Information supplied =>
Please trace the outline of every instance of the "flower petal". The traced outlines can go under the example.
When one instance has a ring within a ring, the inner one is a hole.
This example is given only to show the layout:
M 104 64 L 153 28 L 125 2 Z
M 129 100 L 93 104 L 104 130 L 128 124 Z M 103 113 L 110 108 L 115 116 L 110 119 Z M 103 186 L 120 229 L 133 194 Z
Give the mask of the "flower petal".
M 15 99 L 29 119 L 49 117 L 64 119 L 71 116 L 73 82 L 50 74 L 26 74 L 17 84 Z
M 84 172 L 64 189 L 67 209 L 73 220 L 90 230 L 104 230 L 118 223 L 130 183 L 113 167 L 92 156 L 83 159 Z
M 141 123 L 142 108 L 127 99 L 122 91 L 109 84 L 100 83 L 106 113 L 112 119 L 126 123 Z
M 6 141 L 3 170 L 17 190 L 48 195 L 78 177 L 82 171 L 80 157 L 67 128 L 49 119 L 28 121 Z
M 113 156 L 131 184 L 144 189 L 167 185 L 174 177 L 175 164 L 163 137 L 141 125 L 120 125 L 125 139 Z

Given request =>
Reproduce all data above, unchanged.

Final answer =>
Please trace the outline of every instance of the "flower petal". The traced outlines can go under the example.
When one instance has a ring within a ring, the inner one is a hole.
This example is given only to show the layout:
M 104 64 L 153 28 L 125 2 Z
M 129 100 L 93 104 L 104 130 L 128 124 Z M 103 113 L 110 108 L 115 116 L 110 119 Z M 103 186 L 120 229 L 133 194 Z
Give the mask of the "flower petal".
M 15 99 L 29 119 L 49 117 L 64 119 L 71 116 L 73 82 L 50 74 L 26 74 L 17 84 Z
M 84 172 L 64 189 L 67 209 L 73 220 L 90 230 L 104 230 L 118 223 L 130 183 L 113 167 L 92 156 L 83 159 Z
M 141 123 L 142 108 L 127 99 L 122 91 L 109 84 L 100 83 L 106 113 L 112 119 L 126 123 Z
M 6 141 L 3 170 L 17 190 L 48 195 L 78 177 L 82 171 L 80 157 L 67 128 L 49 119 L 28 121 Z
M 113 156 L 131 184 L 144 189 L 167 185 L 174 177 L 175 164 L 163 137 L 141 125 L 120 125 L 125 139 Z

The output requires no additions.